* [DIRECTION]:
Answer these questions from the GitLab Geo text:
1. What is the name of the primary node that was found?
2. Which check ended with "Exception: Timeout::Error"?
3. To what value was idle_in_transaction_session_timeout set for the gitlab user?

GitLab Geo is available ... GitLab Geo is enabled ... yes This machine's Geo node name matches a database record ... yes, found a primary node named "gitlab-ee-van" HTTP/HTTPS repository cloning is enabled ... yes Machine clock is synchronized ... Exception: Timeout::Error Git user has default SSH configuration? ... yes OpenSSH configured to use AuthorizedKeysCommand ... skipped Reason: Cannot access OpenSSH configuration file Try fixing it: This is expected if you are using SELinux. You may want to check configuration manually For more information see: doc/administration/operations/fast_ssh_key_lookup.md GitLab configured to disable writing to authorized_keys file ... yes GitLab configured to store new projects in hashed storage? ... yes All projects are in hashed storage? ... yes
Checking Geo ... Finished
Checking GitLab subtasks ... Finished
Possible fixes
In my case, I worked around the issue by increasing the postgres idle_in_transaction_session_timeout
for the gitlab
user to five minutes:
ALTER USER gitlab SET idle_in_transaction_session_timeout TO 300000;
This could theoretically be solved by one of the following:
- Increase the given timeout for the current pgsql session:
SET idle_in_transaction_session_timeout TO '3000';
; difficult to know what to set it to; - Don't open the connection/start the transaction until after the file is copied; or
- Reconnect if the pgsql connection gets disconnected.

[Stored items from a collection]
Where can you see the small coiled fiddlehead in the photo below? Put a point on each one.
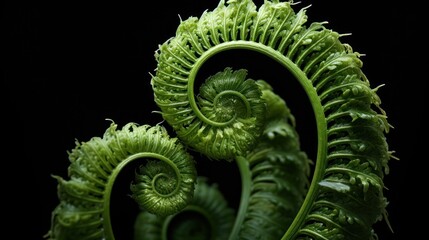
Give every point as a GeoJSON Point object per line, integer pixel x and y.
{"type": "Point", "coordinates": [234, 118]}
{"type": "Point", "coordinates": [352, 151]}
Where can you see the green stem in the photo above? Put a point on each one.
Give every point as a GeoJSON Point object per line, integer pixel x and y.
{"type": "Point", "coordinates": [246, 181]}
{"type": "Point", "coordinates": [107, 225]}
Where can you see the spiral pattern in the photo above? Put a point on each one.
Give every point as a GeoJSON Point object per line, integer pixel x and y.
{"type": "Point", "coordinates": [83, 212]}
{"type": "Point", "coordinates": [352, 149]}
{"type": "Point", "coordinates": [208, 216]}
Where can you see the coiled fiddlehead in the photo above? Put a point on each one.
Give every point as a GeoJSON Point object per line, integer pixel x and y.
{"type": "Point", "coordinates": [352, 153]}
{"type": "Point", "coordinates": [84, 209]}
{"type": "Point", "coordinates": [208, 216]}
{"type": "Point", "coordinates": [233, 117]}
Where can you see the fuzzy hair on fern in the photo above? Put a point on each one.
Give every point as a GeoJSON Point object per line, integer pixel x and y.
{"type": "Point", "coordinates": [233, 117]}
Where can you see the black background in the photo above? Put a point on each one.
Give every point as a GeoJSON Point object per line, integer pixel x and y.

---

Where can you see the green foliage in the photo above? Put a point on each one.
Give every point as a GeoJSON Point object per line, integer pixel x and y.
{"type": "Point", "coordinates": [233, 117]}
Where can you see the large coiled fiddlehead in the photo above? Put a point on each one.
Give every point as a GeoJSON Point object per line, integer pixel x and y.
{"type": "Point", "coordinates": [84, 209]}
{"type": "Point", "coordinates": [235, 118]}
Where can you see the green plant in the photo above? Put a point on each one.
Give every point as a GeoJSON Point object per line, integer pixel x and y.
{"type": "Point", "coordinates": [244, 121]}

* [WRITTEN SOLUTION]:
1. gitlab-ee-van
2. Machine clock is synchronized
3. 300000 (five minutes)